__TEXT__

--*--

UN, Europe Union and African states call for calm in Mali
At least 11 protesters were killed over two days as they clashed with security forces
The United Nations, European Union, African Union and the West African regional bloc Ecowas have called for calm in Mali after at least 11 civilians were killed in a security crackdown on anti-government protests.
The organisations "condemn the use of lethal force in the context of maintaining public order and invite all stakeholders to exercise restraint", their representatives in Mali said on Sunday.
President Ibrahim Boubacar Keita, 75, is facing a mounting wave of protests triggered by the constitution court's decision to overturn the results of about 30 seats in the long-delayed parliamentary poll held in March and April, benefiting several members of the president's party. Mr Keita was already unpopular over the government's handling of the economy and failure to quell an extremist insurgency.
The protests in the capital, Bamako, and other cities turned violent at the weekend, leaving 11 people dead and 124 injured, a senior official at the emergency department of a major hospital in Bamako told Agence France-Presse.
The demonstrations are being driven by a disparate group of religious, political and civil society leaders who have come together under the umbrella of the June 5 Movement, or 5M. They have called for "civil disobedience", including non-payment of fines and blocking entry to state buildings.
The four-party front voiced support for proposals put forward by Ecowas, the 15-nation Economic Community of West African States of which Mali is a member, including a "consensus government of national union" and fresh elections in constituencies where the court overturned the results.

--*--

__DATASET SECTION__
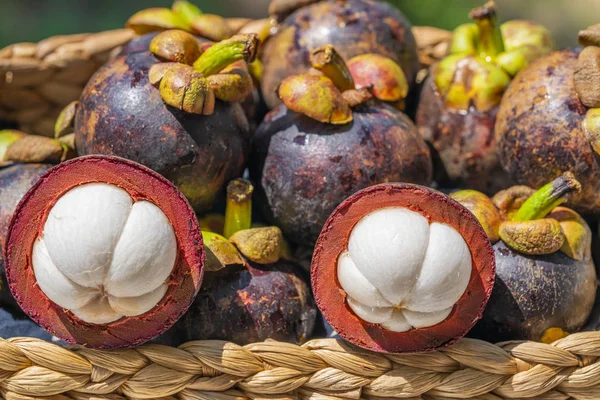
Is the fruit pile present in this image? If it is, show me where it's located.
[0,0,600,353]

--*--

__ASSIGNED TASK 1__
Answer these questions using the article on the Mali protests.
(a) How many people were injured in the weekend protests, according to the hospital official?
(b) What name does the group driving the demonstrations go by?
(c) In which months was the parliamentary poll held?
__ASSIGNED TASK 2__
Extend the article on the Mali protests with a few more sentences that pick up after its final sentence.
The listing has no connection to the article on the Mali protests.

__ANSWER AREA 1__
(a) 124
(b) The June 5 Movement, or 5M
(c) March and April

__ANSWER AREA 2__
Mali's European allies as well as its neighbours are deeply concerned at the escalating crisis, given the country's poverty, ethnic mix and strategic location at the heart of the Sahel region.
International and regional powers fear that political turmoil in Mali could undermine their military campaigns against extremist militant groups in the region. The United Nations has more than 13,000 peacekeeping soldiers in Mali.
French Defence Minister Florence Parly said a joint EU special operations force formed to back Mali's fight against extremists would arrive in the country on Wednesday.
About 100 French and Estonian troops will initially make up the force called Takuba, Ms Parly said on Sunday.
A second contingent of about 60 Czech soldiers will arrive in October, to be followed by about 150 Swedish troops in January 2021, she said.
"Italy has just indicated its wish to join us," she said.
The entire Sahel region is witnessing increasingly brazen attacks by extremist groups despite the beefing up of national armies and the deployment of 5,100 French anti-terrorism troops.
Extremist and inter-ethnic violence in Mali and neighbouring Niger and Burkina Faso killed at least 4,000 people in 2019, according to the United Nations.